== TASK ==
Give back the full listing exactly as it appears below.

== EXTRACTED RECORDS ==
####
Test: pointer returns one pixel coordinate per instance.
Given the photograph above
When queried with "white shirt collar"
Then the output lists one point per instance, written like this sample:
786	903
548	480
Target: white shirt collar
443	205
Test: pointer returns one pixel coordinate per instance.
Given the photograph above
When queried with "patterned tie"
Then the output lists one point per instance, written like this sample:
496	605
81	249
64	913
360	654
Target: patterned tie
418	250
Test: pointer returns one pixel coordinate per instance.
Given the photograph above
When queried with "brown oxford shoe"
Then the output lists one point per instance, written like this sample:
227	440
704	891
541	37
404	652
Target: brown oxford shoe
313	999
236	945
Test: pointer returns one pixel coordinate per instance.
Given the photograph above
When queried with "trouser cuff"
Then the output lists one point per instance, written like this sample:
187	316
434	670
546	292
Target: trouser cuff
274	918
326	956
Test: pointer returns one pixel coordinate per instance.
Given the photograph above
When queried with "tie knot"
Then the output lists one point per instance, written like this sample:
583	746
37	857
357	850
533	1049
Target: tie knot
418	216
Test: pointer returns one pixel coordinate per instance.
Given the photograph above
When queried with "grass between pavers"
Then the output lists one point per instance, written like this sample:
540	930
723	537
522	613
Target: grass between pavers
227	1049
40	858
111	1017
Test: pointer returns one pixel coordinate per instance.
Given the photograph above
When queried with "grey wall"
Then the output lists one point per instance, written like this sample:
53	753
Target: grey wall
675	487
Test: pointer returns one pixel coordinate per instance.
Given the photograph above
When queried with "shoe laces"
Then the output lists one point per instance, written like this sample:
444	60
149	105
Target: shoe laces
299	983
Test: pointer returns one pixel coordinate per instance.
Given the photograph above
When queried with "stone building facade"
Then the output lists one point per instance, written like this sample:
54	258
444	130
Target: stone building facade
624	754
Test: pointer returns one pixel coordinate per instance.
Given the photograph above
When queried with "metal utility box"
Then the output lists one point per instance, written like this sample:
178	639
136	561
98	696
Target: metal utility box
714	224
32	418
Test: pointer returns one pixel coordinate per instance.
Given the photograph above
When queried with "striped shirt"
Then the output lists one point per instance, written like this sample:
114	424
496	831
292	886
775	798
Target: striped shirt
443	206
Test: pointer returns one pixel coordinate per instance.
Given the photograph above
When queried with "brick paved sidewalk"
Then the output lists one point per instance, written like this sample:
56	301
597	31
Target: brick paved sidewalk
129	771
####
== EXPECTED ANSWER ==
Test: pointer returns one pixel coordinate per instance.
Given the photograph above
When queried with "white shirt collar"
Then the output lists one point per instance, written like this sample:
786	903
548	480
Target: white shirt collar
443	205
Test: pointer returns one pixel coordinate per instance.
Given the photograph above
When queried with "patterned tie"
Then the output lists one point per instance, written like this sample:
496	605
81	249
64	913
360	654
Target: patterned tie
418	250
Test: pointer returns one pixel coordinate per instance.
Given the photograph above
When queried with "brown oxford shoe"
Then the output lists one point per instance, written like this sample:
227	440
704	891
541	37
404	652
Target: brown oxford shoe
313	999
236	945
Test: pointer returns one pixel coordinate per instance.
Given the photograph above
When queried with "trouser cuff"
Then the output lists one point per instance, written like this sample:
187	316
434	670
546	292
Target: trouser cuff
274	918
326	956
Test: pointer returns one pixel coordinate per instance.
Given the photograph above
When queried with "tie knot"
Then the output lists one point per instance, written like this sample:
583	746
37	857
357	850
533	1049
Target: tie knot
418	216
Test: pointer returns one pixel coordinate per instance.
Given the photograph above
When queried with "grass between pavers"
Then the output lists one point per instance, written like this sample:
540	930
723	537
522	613
Target: grass between pavers
227	1049
40	858
111	1017
Test: pointer returns one pixel coordinate per instance.
Given the photograph above
When queried with "grey wall"
Then the output lists one point per instance, written like this sample:
53	753
Target: grey wall
675	487
Test: pointer returns one pixel coordinate per instance.
Given the photograph above
When queried with "shoe laces"
Then the output lists one point per instance, written like this sample:
444	60
149	105
Target: shoe laces
299	983
Test: pointer returns one pixel coordinate per instance.
Given the photograph above
When queried with "stone building facade"
Then the output lists one point per instance, written like this sample:
54	258
444	130
Target: stone building facade
624	754
Test: pointer returns one pixel coordinate per instance.
Given the photograph above
When queried with "metal utility box"
Then the output lists one point per instance, written like this sample:
178	639
136	561
98	696
Target: metal utility box
714	224
32	418
Test: pointer returns one pixel coordinate per instance.
Given the photograph above
When queried with "striped shirt"
Then the output lists one point per instance, written like this sample:
114	424
496	831
292	886
775	798
Target: striped shirt
443	206
Test: pointer returns one pixel coordinate per instance.
Given the photograph above
When queried with "brick paved sidewalk"
Then the output lists one point per instance, written like this sample:
56	301
597	31
Target: brick paved sidewalk
129	771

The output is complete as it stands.